Extract the full set of records that follows, word for word.

☆ ☆ ☆

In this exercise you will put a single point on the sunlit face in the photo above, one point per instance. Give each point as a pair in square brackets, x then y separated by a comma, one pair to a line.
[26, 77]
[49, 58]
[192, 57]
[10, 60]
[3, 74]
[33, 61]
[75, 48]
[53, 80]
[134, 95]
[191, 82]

☆ ☆ ☆

* [Solution below]
In this exercise you will put a single point on the sunlit face in the photo above, one point per instance. Give each point as a pair in square brackets, x then y separated by a comma, one pair to a line.
[26, 77]
[49, 58]
[192, 57]
[10, 60]
[3, 74]
[33, 61]
[75, 48]
[53, 80]
[134, 95]
[191, 82]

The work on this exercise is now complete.